> _What you will do_
Please copy all of the data below word for word, leaving out the picture.

> _Source material_
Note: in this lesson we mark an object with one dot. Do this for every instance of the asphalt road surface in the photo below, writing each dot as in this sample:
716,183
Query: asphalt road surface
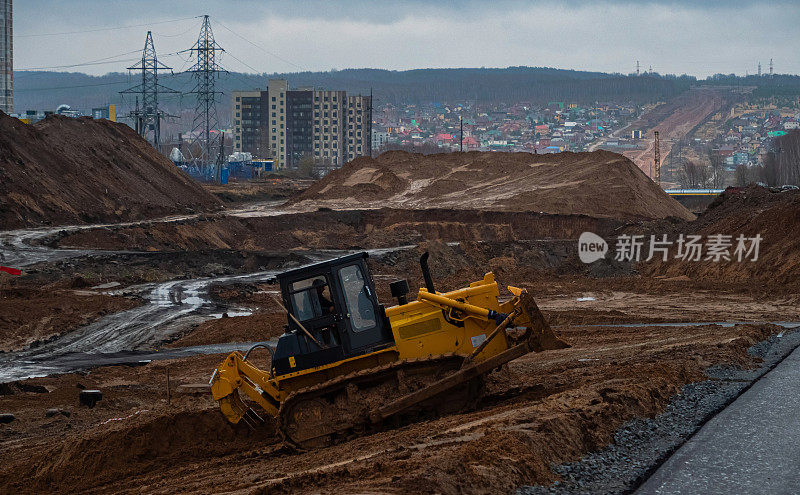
751,447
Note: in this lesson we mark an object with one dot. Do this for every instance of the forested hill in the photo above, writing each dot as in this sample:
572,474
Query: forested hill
46,90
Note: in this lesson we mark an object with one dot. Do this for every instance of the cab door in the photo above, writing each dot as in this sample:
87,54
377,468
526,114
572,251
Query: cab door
362,319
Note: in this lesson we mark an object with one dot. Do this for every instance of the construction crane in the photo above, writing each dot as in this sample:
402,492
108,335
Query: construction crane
657,159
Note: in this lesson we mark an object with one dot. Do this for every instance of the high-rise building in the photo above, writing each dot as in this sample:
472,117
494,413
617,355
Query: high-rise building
326,128
6,57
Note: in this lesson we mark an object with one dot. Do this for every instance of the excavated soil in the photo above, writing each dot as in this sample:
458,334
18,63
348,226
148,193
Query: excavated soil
541,410
751,211
71,171
598,184
331,229
30,313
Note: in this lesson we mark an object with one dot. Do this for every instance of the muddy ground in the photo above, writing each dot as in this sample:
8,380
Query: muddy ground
543,409
540,411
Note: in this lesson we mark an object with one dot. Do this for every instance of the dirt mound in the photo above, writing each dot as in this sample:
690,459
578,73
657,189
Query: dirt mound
140,443
65,170
751,211
598,184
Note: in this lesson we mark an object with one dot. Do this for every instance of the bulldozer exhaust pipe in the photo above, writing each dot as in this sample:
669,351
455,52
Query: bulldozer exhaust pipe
426,272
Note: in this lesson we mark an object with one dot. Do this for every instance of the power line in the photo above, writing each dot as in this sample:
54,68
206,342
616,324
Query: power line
70,87
243,62
99,61
260,47
103,29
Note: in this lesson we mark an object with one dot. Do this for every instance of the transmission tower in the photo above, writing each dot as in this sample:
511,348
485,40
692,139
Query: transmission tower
205,72
148,117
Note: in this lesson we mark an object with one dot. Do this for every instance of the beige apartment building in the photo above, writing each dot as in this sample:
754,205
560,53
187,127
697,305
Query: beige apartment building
292,125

> _Expected answer_
Note: in this lesson we mark an object with one dot. Do this for every instance of the asphalt road surface in the photo below, writing each dot as in this sample:
716,183
Query: asphalt road surface
751,447
Note: in this lesson we mark an object with one dot. Do this for every instance of the forested hill in the photo above, writing each dot as in this sample:
572,474
Query: forested hill
46,90
Note: in this lesson we mark an object with one dot. Do this for every instance of the cab door in the photo above, writing each dot as in this sample:
87,54
377,468
526,114
572,251
Query: cab door
362,319
Note: in this lesson we mark an object with one dot. Do this for every instance of the construction crane in the photo above, writing each dot as in this sample:
402,492
108,335
Query: construction crane
657,159
Note: in this lesson we mark an object with one dot. Do this for every instance of the high-rise building in the photo above, writing each dot as in this sample:
472,117
494,413
617,355
Query: high-rise building
326,128
6,57
Note: in this lesson we mark an object with one dot. Do this for every instance of the excavated soil in the photo above, writing each dot as in this sample:
458,334
18,63
348,226
148,193
Query: excavated soil
541,410
751,211
71,171
598,184
331,229
30,313
Note: in this lesson we mark an object with one dot. Do this for every instance of the muddy ground in the photo above, writing each dot as in this sample:
8,380
Query: muddy ground
543,409
540,411
Note: in this lesson we mark an object with one dot. Do this for every instance of the dirt mound in the photo above, writing each dot as in this sample:
690,459
578,73
657,189
Query: dirt mound
140,443
65,170
751,211
598,184
Note: in this lesson we mark an object with one dot. Do this for every instance of the bulldozer exhaust pipe in the photo above, writing each dot as in this sample:
669,351
455,52
Query: bulldozer exhaust pipe
426,272
Note: in this lesson we mark an object with one dot. Do this for every instance of the power line in the photo above, writing each dot as in this sample:
54,68
206,342
616,324
Query: power line
70,87
243,62
99,61
260,47
103,29
Note: in this lesson we mark an object with one dot. Do this for every instance of the transmission tower in the photo above, writing each dot as in this sample:
511,348
485,40
692,139
Query: transmission tower
205,72
148,117
Note: in this lesson we mark an object with one dot. Do this for every instance of the beige apartment building in the photo above, writing each dot as in this sample:
754,205
560,53
187,127
697,305
Query: beige apartment building
292,125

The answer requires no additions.